Object point labels:

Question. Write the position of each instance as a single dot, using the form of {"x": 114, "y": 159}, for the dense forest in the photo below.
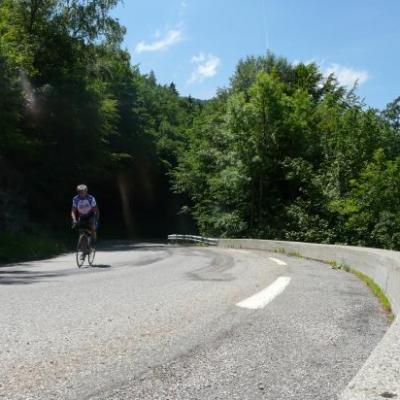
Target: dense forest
{"x": 282, "y": 152}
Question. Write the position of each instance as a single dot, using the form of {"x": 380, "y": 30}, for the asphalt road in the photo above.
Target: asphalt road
{"x": 152, "y": 321}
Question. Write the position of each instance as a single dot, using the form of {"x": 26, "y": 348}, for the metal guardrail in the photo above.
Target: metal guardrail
{"x": 192, "y": 238}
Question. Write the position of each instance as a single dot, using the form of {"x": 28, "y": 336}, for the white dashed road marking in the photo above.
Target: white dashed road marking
{"x": 261, "y": 299}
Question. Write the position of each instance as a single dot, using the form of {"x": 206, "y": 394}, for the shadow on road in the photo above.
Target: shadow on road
{"x": 27, "y": 277}
{"x": 129, "y": 246}
{"x": 24, "y": 277}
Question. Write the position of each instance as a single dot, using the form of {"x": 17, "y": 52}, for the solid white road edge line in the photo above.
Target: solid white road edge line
{"x": 261, "y": 299}
{"x": 280, "y": 262}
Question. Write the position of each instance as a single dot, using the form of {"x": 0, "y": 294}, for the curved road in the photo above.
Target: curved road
{"x": 153, "y": 321}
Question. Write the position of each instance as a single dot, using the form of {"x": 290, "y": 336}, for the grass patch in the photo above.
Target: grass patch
{"x": 376, "y": 290}
{"x": 28, "y": 246}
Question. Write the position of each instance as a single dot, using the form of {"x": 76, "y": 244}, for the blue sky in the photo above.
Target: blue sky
{"x": 197, "y": 43}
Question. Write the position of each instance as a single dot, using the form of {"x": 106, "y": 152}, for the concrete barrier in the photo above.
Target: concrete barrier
{"x": 379, "y": 378}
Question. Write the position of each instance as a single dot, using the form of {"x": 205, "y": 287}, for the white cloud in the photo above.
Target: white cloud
{"x": 172, "y": 37}
{"x": 346, "y": 76}
{"x": 207, "y": 66}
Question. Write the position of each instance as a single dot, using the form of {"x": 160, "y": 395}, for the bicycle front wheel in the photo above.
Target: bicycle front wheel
{"x": 81, "y": 250}
{"x": 91, "y": 255}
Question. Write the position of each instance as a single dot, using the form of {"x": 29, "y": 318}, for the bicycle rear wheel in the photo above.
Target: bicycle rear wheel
{"x": 81, "y": 250}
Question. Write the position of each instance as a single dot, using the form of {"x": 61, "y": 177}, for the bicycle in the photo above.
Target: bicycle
{"x": 85, "y": 247}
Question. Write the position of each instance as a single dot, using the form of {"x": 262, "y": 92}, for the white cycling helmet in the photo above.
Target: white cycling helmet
{"x": 81, "y": 188}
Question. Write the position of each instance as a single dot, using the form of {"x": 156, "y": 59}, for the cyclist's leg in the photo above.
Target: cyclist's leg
{"x": 93, "y": 227}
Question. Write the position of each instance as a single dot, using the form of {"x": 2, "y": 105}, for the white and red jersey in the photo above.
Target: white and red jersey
{"x": 84, "y": 205}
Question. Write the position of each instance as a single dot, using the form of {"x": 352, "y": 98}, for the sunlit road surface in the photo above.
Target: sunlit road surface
{"x": 153, "y": 321}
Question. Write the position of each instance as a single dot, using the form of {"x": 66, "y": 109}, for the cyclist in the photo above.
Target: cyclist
{"x": 84, "y": 210}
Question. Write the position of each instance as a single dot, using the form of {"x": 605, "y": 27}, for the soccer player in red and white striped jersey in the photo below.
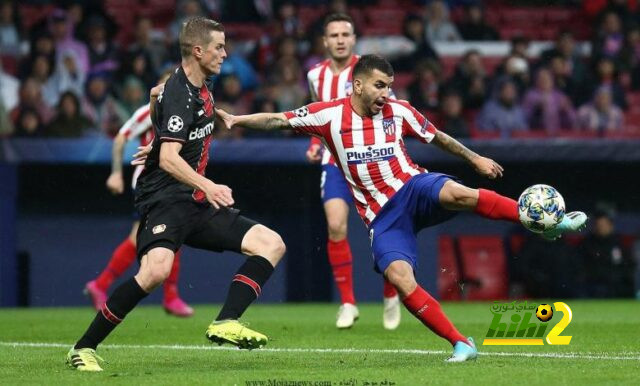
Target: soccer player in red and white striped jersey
{"x": 395, "y": 197}
{"x": 138, "y": 126}
{"x": 329, "y": 80}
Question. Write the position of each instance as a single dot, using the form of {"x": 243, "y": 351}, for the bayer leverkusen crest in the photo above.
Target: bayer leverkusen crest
{"x": 389, "y": 126}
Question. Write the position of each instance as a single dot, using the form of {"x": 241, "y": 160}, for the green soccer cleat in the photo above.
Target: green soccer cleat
{"x": 84, "y": 359}
{"x": 463, "y": 352}
{"x": 235, "y": 333}
{"x": 572, "y": 222}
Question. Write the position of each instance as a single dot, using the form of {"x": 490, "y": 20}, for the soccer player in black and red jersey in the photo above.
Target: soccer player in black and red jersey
{"x": 179, "y": 205}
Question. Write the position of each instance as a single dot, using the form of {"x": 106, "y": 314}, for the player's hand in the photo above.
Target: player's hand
{"x": 141, "y": 156}
{"x": 228, "y": 119}
{"x": 314, "y": 153}
{"x": 115, "y": 183}
{"x": 218, "y": 195}
{"x": 487, "y": 167}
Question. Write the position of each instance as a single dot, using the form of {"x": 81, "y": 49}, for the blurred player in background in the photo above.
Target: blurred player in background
{"x": 328, "y": 80}
{"x": 395, "y": 197}
{"x": 138, "y": 126}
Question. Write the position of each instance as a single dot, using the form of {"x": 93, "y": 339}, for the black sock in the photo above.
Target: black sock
{"x": 245, "y": 287}
{"x": 123, "y": 300}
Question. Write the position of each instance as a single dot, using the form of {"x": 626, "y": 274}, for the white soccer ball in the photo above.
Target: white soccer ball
{"x": 540, "y": 207}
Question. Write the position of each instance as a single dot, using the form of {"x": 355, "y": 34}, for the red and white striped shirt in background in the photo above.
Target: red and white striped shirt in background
{"x": 326, "y": 86}
{"x": 369, "y": 151}
{"x": 139, "y": 125}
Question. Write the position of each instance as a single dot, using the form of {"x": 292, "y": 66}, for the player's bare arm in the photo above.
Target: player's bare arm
{"x": 484, "y": 166}
{"x": 171, "y": 162}
{"x": 115, "y": 182}
{"x": 260, "y": 121}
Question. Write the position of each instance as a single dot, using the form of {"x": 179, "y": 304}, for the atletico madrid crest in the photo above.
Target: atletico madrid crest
{"x": 389, "y": 126}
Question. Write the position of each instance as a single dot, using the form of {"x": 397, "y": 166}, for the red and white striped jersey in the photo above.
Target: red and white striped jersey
{"x": 325, "y": 86}
{"x": 369, "y": 151}
{"x": 139, "y": 125}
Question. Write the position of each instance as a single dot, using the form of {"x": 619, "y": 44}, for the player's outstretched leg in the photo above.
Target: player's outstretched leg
{"x": 265, "y": 248}
{"x": 490, "y": 204}
{"x": 122, "y": 257}
{"x": 339, "y": 252}
{"x": 171, "y": 301}
{"x": 391, "y": 310}
{"x": 424, "y": 307}
{"x": 154, "y": 269}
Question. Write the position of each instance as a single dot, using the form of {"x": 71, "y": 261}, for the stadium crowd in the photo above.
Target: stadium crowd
{"x": 71, "y": 68}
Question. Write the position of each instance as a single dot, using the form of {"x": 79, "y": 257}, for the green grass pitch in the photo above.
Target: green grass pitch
{"x": 306, "y": 349}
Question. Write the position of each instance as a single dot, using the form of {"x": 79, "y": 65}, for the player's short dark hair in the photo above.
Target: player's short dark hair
{"x": 368, "y": 63}
{"x": 337, "y": 17}
{"x": 196, "y": 31}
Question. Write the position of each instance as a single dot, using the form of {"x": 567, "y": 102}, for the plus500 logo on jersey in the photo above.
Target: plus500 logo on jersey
{"x": 374, "y": 153}
{"x": 201, "y": 132}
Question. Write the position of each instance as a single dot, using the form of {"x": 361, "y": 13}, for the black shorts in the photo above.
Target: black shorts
{"x": 201, "y": 226}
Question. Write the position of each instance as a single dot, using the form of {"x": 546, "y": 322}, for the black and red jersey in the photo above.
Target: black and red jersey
{"x": 183, "y": 113}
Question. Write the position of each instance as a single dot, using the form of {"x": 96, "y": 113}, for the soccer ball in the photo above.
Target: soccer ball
{"x": 540, "y": 207}
{"x": 544, "y": 312}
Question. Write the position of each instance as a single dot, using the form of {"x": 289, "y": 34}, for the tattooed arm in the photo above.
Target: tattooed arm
{"x": 263, "y": 121}
{"x": 484, "y": 166}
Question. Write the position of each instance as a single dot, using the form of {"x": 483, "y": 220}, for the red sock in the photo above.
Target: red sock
{"x": 497, "y": 207}
{"x": 171, "y": 283}
{"x": 389, "y": 290}
{"x": 340, "y": 259}
{"x": 121, "y": 259}
{"x": 428, "y": 310}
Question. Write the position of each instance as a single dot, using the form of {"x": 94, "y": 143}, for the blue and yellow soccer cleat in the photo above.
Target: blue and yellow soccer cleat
{"x": 572, "y": 222}
{"x": 84, "y": 359}
{"x": 235, "y": 333}
{"x": 463, "y": 352}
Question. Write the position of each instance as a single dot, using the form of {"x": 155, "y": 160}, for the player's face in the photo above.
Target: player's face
{"x": 373, "y": 91}
{"x": 213, "y": 54}
{"x": 339, "y": 39}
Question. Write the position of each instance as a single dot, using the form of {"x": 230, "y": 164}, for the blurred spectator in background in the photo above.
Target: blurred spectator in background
{"x": 413, "y": 29}
{"x": 229, "y": 92}
{"x": 31, "y": 99}
{"x": 474, "y": 27}
{"x": 153, "y": 49}
{"x": 62, "y": 33}
{"x": 451, "y": 119}
{"x": 186, "y": 9}
{"x": 101, "y": 107}
{"x": 138, "y": 64}
{"x": 609, "y": 266}
{"x": 424, "y": 92}
{"x": 69, "y": 120}
{"x": 574, "y": 71}
{"x": 600, "y": 115}
{"x": 66, "y": 77}
{"x": 631, "y": 56}
{"x": 609, "y": 38}
{"x": 9, "y": 28}
{"x": 289, "y": 94}
{"x": 606, "y": 76}
{"x": 502, "y": 114}
{"x": 470, "y": 80}
{"x": 438, "y": 27}
{"x": 6, "y": 127}
{"x": 29, "y": 123}
{"x": 133, "y": 94}
{"x": 547, "y": 108}
{"x": 103, "y": 55}
{"x": 9, "y": 87}
{"x": 238, "y": 65}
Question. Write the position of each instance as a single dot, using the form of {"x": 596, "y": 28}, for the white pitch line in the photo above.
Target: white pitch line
{"x": 588, "y": 356}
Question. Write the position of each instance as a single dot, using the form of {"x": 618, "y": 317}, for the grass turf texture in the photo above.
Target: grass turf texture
{"x": 605, "y": 343}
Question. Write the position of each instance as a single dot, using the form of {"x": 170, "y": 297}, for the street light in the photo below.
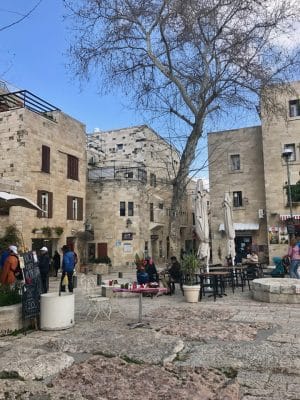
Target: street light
{"x": 286, "y": 155}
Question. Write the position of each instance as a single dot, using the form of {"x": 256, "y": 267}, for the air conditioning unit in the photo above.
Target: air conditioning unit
{"x": 261, "y": 213}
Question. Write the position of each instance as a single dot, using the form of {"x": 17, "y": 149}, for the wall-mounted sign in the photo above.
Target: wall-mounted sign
{"x": 127, "y": 236}
{"x": 154, "y": 237}
{"x": 127, "y": 248}
{"x": 273, "y": 235}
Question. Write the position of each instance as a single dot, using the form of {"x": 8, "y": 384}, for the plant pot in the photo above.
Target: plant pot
{"x": 57, "y": 312}
{"x": 191, "y": 293}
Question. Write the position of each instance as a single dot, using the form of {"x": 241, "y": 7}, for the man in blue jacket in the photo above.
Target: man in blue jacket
{"x": 68, "y": 266}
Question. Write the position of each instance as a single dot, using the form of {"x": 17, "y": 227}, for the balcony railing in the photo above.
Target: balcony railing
{"x": 295, "y": 193}
{"x": 118, "y": 173}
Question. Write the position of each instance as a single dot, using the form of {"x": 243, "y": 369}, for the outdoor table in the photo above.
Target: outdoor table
{"x": 140, "y": 291}
{"x": 215, "y": 276}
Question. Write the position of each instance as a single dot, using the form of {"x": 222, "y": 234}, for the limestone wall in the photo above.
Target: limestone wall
{"x": 22, "y": 135}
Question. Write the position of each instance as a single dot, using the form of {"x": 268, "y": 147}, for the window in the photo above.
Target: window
{"x": 74, "y": 208}
{"x": 292, "y": 148}
{"x": 153, "y": 180}
{"x": 46, "y": 159}
{"x": 45, "y": 202}
{"x": 128, "y": 175}
{"x": 122, "y": 209}
{"x": 294, "y": 108}
{"x": 151, "y": 213}
{"x": 235, "y": 163}
{"x": 237, "y": 199}
{"x": 130, "y": 209}
{"x": 160, "y": 249}
{"x": 72, "y": 168}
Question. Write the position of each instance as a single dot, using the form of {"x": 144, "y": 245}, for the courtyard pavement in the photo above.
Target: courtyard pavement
{"x": 233, "y": 348}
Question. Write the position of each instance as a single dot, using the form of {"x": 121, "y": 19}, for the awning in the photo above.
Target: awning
{"x": 250, "y": 226}
{"x": 284, "y": 217}
{"x": 155, "y": 225}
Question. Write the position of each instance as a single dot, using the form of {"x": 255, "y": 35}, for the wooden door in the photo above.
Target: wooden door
{"x": 102, "y": 250}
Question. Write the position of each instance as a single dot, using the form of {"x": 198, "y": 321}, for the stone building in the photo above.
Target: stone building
{"x": 43, "y": 157}
{"x": 251, "y": 164}
{"x": 129, "y": 192}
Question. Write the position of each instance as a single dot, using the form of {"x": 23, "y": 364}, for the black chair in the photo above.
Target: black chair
{"x": 251, "y": 272}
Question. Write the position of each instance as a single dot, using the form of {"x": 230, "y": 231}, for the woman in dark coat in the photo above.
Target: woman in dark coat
{"x": 56, "y": 262}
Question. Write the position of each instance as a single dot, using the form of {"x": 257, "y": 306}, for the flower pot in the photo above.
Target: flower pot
{"x": 191, "y": 293}
{"x": 57, "y": 312}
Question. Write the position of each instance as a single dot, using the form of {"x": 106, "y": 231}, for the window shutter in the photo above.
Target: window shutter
{"x": 69, "y": 207}
{"x": 46, "y": 159}
{"x": 80, "y": 209}
{"x": 39, "y": 203}
{"x": 50, "y": 204}
{"x": 72, "y": 167}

■ **WHAT IS ASKED**
Repeat, without changes, every line from the one that contains "pavement in the photo above." through the final line of the data.

■ **ANSWER TO THIS TASK**
Question. Write the position of each instance as a single dot, using the form of {"x": 144, "y": 245}, for the courtyard pavement in the photo above.
Target: courtyard pavement
{"x": 233, "y": 348}
Question. Write the position of each instance as a single dot, using the form of {"x": 121, "y": 19}, for the awning in the photo above.
Target: awning
{"x": 250, "y": 226}
{"x": 284, "y": 217}
{"x": 155, "y": 225}
Question. Write the position of each instance as a single dot, using the form of {"x": 255, "y": 35}, for the wooden door in the photo above.
Target: wooden door
{"x": 102, "y": 250}
Question. Write the position of each instance as a single dot, using the form of {"x": 198, "y": 321}, for the stone building in the photo above.
Target: stone building
{"x": 43, "y": 157}
{"x": 251, "y": 164}
{"x": 129, "y": 192}
Question. Write the position of each instance as a single dot, using the form of {"x": 23, "y": 364}, for the black chair in the photo above.
Target: black chair
{"x": 251, "y": 272}
Question. Write the position of each instance as a single dot, using the form of {"x": 230, "y": 231}, for the woman in dark coat in the photo above.
Target: woman in dark coat
{"x": 56, "y": 262}
Question. Write the position of each instance as a single dot, using the form of {"x": 257, "y": 306}, for the flower pot in the photo above.
Target: flower pot
{"x": 191, "y": 293}
{"x": 57, "y": 312}
Question. Write the position of each instance as a single dot, using the form of {"x": 106, "y": 231}, for the window shutter in the photo above.
Target: window shutter
{"x": 69, "y": 207}
{"x": 46, "y": 159}
{"x": 80, "y": 209}
{"x": 39, "y": 203}
{"x": 50, "y": 204}
{"x": 72, "y": 167}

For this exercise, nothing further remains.